Description of the task: Print the records again, matching each line exactly.

Source material:
Start of Block

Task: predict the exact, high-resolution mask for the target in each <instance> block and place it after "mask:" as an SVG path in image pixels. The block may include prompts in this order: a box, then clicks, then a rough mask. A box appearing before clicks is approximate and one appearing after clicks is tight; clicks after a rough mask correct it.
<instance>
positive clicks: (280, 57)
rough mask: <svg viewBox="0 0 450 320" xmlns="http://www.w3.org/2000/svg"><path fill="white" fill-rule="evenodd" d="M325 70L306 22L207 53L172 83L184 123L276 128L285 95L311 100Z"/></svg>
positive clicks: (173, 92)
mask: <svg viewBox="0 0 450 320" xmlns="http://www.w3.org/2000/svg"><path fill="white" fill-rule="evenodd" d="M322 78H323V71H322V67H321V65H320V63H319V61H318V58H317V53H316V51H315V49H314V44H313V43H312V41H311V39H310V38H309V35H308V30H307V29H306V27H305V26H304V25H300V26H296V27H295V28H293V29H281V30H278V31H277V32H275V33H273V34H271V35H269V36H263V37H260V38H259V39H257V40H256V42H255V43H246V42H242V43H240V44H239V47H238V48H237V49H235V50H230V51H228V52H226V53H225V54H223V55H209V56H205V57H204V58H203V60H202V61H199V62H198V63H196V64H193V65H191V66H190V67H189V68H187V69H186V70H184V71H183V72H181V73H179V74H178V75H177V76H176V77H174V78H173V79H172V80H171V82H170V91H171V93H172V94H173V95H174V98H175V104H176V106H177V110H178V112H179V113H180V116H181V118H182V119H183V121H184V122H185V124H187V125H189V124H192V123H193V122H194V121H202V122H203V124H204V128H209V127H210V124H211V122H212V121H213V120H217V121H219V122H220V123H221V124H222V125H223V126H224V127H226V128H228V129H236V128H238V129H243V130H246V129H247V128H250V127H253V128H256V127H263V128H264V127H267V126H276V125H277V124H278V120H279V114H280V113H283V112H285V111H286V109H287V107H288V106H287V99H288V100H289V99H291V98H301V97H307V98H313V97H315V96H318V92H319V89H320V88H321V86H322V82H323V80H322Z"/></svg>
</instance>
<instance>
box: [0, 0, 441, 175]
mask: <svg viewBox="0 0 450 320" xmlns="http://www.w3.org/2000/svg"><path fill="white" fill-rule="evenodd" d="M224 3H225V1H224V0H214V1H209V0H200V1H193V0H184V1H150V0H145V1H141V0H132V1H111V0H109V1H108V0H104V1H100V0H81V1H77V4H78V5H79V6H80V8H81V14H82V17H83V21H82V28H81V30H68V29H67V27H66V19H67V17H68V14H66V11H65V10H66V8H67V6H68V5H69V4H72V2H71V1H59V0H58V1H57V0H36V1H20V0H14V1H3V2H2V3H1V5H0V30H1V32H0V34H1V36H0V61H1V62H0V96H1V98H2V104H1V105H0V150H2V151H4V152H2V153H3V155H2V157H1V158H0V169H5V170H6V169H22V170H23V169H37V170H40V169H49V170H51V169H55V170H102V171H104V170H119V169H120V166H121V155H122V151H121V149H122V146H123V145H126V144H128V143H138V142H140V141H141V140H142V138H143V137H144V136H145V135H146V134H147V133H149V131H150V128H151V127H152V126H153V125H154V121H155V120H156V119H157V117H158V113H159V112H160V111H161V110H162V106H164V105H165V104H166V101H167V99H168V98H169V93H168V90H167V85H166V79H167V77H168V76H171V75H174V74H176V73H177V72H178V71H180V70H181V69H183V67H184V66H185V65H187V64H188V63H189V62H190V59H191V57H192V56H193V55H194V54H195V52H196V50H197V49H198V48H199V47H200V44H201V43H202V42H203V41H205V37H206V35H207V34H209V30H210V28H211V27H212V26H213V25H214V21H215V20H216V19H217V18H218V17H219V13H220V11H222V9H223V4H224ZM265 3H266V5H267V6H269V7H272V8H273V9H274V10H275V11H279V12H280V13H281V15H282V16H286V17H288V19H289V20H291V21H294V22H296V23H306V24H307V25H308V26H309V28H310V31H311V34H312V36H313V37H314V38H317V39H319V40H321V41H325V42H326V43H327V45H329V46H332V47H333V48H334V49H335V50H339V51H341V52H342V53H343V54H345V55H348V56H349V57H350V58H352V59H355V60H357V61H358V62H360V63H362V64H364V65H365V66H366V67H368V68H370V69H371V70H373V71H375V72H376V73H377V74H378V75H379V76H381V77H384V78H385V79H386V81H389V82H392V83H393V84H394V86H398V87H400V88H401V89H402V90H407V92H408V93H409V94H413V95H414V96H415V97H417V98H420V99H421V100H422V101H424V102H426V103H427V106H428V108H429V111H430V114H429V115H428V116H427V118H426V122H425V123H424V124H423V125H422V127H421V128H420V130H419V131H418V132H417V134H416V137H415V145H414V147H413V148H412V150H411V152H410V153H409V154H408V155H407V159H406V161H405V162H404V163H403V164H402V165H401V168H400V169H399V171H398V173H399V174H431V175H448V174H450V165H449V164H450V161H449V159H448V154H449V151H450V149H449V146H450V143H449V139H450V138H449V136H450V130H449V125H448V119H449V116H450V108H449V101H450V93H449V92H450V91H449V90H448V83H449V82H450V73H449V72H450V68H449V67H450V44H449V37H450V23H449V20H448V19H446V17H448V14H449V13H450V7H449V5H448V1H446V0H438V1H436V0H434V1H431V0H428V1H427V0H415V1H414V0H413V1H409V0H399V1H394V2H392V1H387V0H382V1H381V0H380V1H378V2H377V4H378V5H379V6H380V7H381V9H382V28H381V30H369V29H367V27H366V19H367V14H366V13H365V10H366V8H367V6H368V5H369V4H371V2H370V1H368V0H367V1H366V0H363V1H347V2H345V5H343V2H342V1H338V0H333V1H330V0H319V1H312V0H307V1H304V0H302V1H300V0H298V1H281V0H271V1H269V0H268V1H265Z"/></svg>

End of Block

Result below:
Task: predict the exact, high-resolution mask for the target in each <instance> block and place it after "mask:" as an SVG path in image pixels. The block may include prompts in this order: a box, then clicks, then a rough mask. A box appearing before clicks is approximate and one appearing after clicks is tight; clicks after a rough mask correct it.
<instance>
positive clicks: (280, 57)
rough mask: <svg viewBox="0 0 450 320" xmlns="http://www.w3.org/2000/svg"><path fill="white" fill-rule="evenodd" d="M325 70L306 22L207 53L172 83L184 123L276 128L285 95L311 100Z"/></svg>
positive clicks: (173, 92)
mask: <svg viewBox="0 0 450 320" xmlns="http://www.w3.org/2000/svg"><path fill="white" fill-rule="evenodd" d="M322 78H323V71H322V67H321V65H320V63H319V61H318V58H317V53H316V51H315V49H314V44H313V43H312V41H311V39H310V38H309V35H308V30H307V29H306V27H305V26H304V25H300V26H296V27H295V28H293V29H281V30H278V31H277V32H275V33H273V34H271V35H269V36H263V37H260V38H259V39H257V40H256V42H255V43H246V42H242V43H240V44H239V47H238V48H237V49H235V50H230V51H228V52H226V53H225V54H223V55H209V56H205V57H204V58H203V60H202V61H199V62H198V63H196V64H193V65H191V66H190V67H189V68H187V69H186V70H184V71H183V72H181V73H179V74H178V75H177V76H176V77H174V78H173V79H172V80H171V82H170V91H171V93H172V94H173V95H174V98H175V104H176V106H177V110H178V112H179V113H180V116H181V118H182V119H183V121H184V122H185V124H187V125H189V124H192V123H193V122H194V121H202V122H203V124H204V128H209V127H210V124H211V122H212V121H213V120H217V121H219V122H220V123H221V124H222V125H223V126H224V127H226V128H228V129H236V128H238V129H243V130H246V129H247V128H250V127H253V128H256V127H263V128H264V127H267V126H276V125H277V124H278V120H279V114H280V113H283V112H285V111H286V109H287V107H288V106H287V99H288V100H289V99H291V98H301V97H307V98H313V97H315V96H318V92H319V89H320V88H321V86H322V82H323V80H322Z"/></svg>
</instance>
<instance>
box: [0, 0, 441, 175]
mask: <svg viewBox="0 0 450 320" xmlns="http://www.w3.org/2000/svg"><path fill="white" fill-rule="evenodd" d="M224 3H225V1H224V0H214V1H209V0H200V1H193V0H184V1H150V0H145V1H141V0H132V1H111V0H109V1H108V0H104V1H100V0H81V1H77V4H78V5H79V6H80V8H81V14H82V17H83V21H82V28H81V30H68V29H67V27H66V19H67V17H68V14H66V11H65V10H66V8H67V6H68V5H69V4H72V2H71V1H59V0H58V1H57V0H36V1H20V0H14V1H3V2H2V3H1V5H0V30H1V32H0V34H1V36H0V61H1V62H0V96H1V98H2V104H1V105H0V150H2V151H4V152H2V153H3V155H2V157H1V158H0V169H5V170H6V169H22V170H23V169H37V170H40V169H49V170H51V169H55V170H102V171H104V170H119V169H120V166H121V155H122V151H121V149H122V146H123V145H126V144H128V143H138V142H140V141H141V140H142V138H143V137H144V136H145V135H146V134H147V133H149V131H150V128H151V127H152V126H153V125H154V121H155V120H156V119H157V117H158V113H159V112H160V111H161V110H162V106H164V105H165V104H166V101H167V99H168V98H169V93H168V90H167V85H166V79H167V77H168V76H171V75H174V74H176V73H177V72H178V71H180V70H181V69H183V67H184V66H185V65H187V64H188V63H189V62H190V59H191V57H192V56H193V55H194V54H195V52H196V50H197V49H198V48H199V47H200V44H201V43H202V42H203V41H205V37H206V35H207V34H209V30H210V28H211V27H212V26H213V25H214V21H215V20H216V19H217V18H218V17H219V13H220V11H222V9H223V4H224ZM265 3H266V5H267V6H269V7H272V8H273V9H274V10H275V11H279V12H280V13H281V15H282V16H286V17H288V19H289V20H291V21H294V22H296V23H306V24H307V25H308V26H309V28H310V31H311V34H312V36H313V37H314V38H317V39H319V40H321V41H325V42H326V43H327V45H329V46H332V47H333V48H334V49H335V50H339V51H341V52H342V53H343V54H345V55H348V56H349V57H350V58H352V59H355V60H357V61H358V62H360V63H362V64H364V65H365V66H366V67H368V68H370V69H371V70H373V71H375V72H376V73H377V74H378V75H379V76H381V77H384V78H385V79H386V81H389V82H392V83H393V84H394V86H398V87H400V88H401V89H402V90H407V92H408V93H409V94H413V95H414V96H415V97H417V98H420V99H421V100H422V101H424V102H426V103H427V106H428V108H429V111H430V114H429V115H428V116H427V118H426V122H425V123H424V124H423V125H422V127H421V128H420V130H419V131H418V132H417V134H416V137H415V145H414V147H413V148H412V150H411V152H410V153H409V154H408V155H407V159H406V161H405V162H404V163H403V164H402V165H401V168H400V169H399V171H398V173H399V174H431V175H448V174H450V165H449V164H450V161H449V159H448V154H449V151H450V149H449V146H450V143H449V139H450V138H449V136H450V130H449V125H448V119H449V116H450V108H449V101H450V93H449V92H450V91H449V90H448V83H449V82H450V73H449V72H450V68H449V67H450V44H449V37H450V23H449V20H448V19H446V17H448V14H449V13H450V7H449V5H448V1H446V0H438V1H436V0H434V1H431V0H428V1H427V0H415V1H414V0H413V1H409V0H399V1H394V2H392V1H387V0H382V1H381V0H380V1H378V2H377V4H378V5H379V6H380V7H381V9H382V28H381V30H369V29H367V27H366V19H367V14H366V13H365V10H366V8H367V6H368V5H369V4H371V2H370V1H368V0H367V1H366V0H363V1H347V2H345V5H343V2H342V1H338V0H333V1H330V0H319V1H312V0H307V1H304V0H302V1H300V0H298V1H281V0H271V1H269V0H268V1H265Z"/></svg>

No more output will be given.